+++ Records for processing
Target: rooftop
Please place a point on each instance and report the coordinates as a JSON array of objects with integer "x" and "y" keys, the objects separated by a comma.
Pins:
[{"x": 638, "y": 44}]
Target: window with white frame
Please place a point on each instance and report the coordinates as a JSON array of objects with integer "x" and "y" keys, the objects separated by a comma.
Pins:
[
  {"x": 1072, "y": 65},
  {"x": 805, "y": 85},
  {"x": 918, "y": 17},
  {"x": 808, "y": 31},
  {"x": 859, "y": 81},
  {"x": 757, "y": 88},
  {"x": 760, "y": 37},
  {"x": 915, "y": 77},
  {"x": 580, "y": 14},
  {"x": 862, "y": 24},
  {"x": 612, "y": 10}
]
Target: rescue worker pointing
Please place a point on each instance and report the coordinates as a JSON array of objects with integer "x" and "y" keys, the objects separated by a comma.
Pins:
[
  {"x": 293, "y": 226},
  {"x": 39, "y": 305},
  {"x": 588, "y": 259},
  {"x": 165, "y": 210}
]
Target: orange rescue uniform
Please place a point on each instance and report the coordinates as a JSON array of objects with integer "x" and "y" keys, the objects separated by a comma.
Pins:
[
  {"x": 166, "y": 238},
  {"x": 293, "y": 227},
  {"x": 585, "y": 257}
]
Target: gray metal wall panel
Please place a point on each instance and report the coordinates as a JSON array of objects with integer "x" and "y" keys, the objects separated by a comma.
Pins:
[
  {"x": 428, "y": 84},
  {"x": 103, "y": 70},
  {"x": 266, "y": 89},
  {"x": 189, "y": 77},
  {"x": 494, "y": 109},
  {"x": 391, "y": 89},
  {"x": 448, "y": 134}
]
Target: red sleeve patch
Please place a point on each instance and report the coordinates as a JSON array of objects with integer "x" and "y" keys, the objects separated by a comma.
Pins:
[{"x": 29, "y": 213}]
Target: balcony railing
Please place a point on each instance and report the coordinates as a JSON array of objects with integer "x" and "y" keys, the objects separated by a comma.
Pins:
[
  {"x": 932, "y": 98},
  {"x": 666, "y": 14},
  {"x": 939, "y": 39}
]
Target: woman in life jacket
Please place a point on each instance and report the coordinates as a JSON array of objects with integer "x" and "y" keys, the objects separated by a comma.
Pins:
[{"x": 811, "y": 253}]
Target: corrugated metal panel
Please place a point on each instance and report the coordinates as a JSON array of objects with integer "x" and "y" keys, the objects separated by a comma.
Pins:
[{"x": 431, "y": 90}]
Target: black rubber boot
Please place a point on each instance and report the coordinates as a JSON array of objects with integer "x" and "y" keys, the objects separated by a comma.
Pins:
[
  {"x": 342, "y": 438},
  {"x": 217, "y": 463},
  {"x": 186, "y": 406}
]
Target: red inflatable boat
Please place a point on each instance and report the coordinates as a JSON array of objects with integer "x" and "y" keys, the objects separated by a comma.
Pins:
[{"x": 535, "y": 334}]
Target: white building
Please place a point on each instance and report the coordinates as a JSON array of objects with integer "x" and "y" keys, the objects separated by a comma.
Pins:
++++++
→ Instructions for the task:
Filter the records for lines containing the word "Target" and copy each one.

→ Answer below:
Target: rooftop
Target: window with white frame
Target: rescue worker pointing
Target: orange rescue uniform
Target: gray metal wall panel
Target: red sleeve patch
Target: balcony railing
Target: woman in life jacket
Target: corrugated metal panel
Target: black rubber boot
Target: red inflatable boat
Target: white building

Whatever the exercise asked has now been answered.